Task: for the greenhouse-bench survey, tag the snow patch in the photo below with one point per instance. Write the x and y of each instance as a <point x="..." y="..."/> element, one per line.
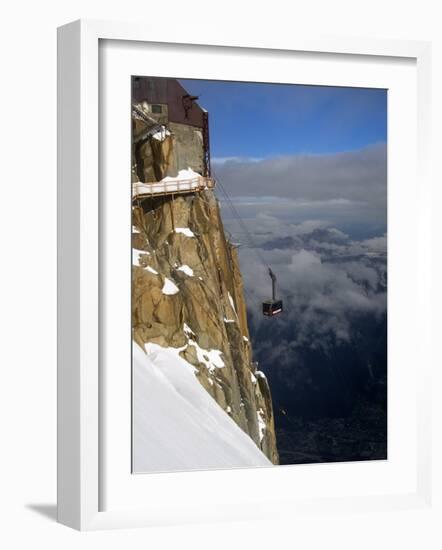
<point x="185" y="231"/>
<point x="187" y="330"/>
<point x="211" y="358"/>
<point x="177" y="425"/>
<point x="136" y="255"/>
<point x="232" y="303"/>
<point x="261" y="424"/>
<point x="186" y="269"/>
<point x="169" y="287"/>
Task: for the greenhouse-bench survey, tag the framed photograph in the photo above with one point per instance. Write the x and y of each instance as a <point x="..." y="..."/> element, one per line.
<point x="243" y="301"/>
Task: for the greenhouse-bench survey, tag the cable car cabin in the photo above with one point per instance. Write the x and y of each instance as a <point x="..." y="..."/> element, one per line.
<point x="271" y="307"/>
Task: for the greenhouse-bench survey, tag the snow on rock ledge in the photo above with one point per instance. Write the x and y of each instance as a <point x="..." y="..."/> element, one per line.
<point x="177" y="424"/>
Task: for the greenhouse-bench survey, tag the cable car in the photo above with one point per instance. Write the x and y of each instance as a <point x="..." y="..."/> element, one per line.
<point x="272" y="307"/>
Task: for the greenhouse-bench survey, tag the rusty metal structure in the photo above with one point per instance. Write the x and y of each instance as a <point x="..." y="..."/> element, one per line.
<point x="182" y="107"/>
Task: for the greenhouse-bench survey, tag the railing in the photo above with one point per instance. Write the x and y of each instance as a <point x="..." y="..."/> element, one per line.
<point x="172" y="186"/>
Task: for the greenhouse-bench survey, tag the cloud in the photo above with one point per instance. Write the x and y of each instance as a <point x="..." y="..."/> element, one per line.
<point x="345" y="189"/>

|---|

Objective: Retype the records exactly. Any image in them should not appear in what you write.

Answer for the task:
Task: for the greenhouse-bench survey, tag the snow patch in the photo below with one point per instance. Write the x and y of each instance as a <point x="..." y="..."/> element, one per line.
<point x="185" y="231"/>
<point x="187" y="330"/>
<point x="211" y="358"/>
<point x="177" y="425"/>
<point x="136" y="255"/>
<point x="232" y="303"/>
<point x="261" y="424"/>
<point x="186" y="269"/>
<point x="169" y="287"/>
Task: for the greenhouse-bench survey, tag the framed photograph in the photo above with one point per instance. Write the x and y of each instance as a <point x="..." y="..."/> element, one per line.
<point x="243" y="301"/>
Task: for the greenhouse-bench survey, tag the cable car cabin in the photo above with one point per instance. Write the x and y of each instance as a <point x="..." y="..."/> element, one per line.
<point x="271" y="307"/>
Task: for the greenhouse-bench survey, tag the snow on rock ledge in the photo above with one point per instance. Write the x and y of each instance as a <point x="..." y="..."/> element, one per line.
<point x="177" y="424"/>
Task: for the greenhouse-bench survey, tag the cable car in the photo above with one point per instance. Write the x and y of each instance as a <point x="..." y="..."/> element, one per line.
<point x="272" y="307"/>
Task: for the greenhouse-bench survey, tag the rusty metal structure in the photo above with one point per instance. Write the x and y of each instance as a <point x="..." y="..."/> element, one per line.
<point x="182" y="107"/>
Task: for the greenhouse-bench survey, tag the railing in the photo above with one point per instance. Write the x and y of each instance as a <point x="..." y="..."/> element, one per line.
<point x="172" y="186"/>
Task: for the greenhouse-bench survey, tag the cloud in the photo above with one point per instance. Write the x and y of each instance as a <point x="..." y="..."/> element, one per line.
<point x="345" y="189"/>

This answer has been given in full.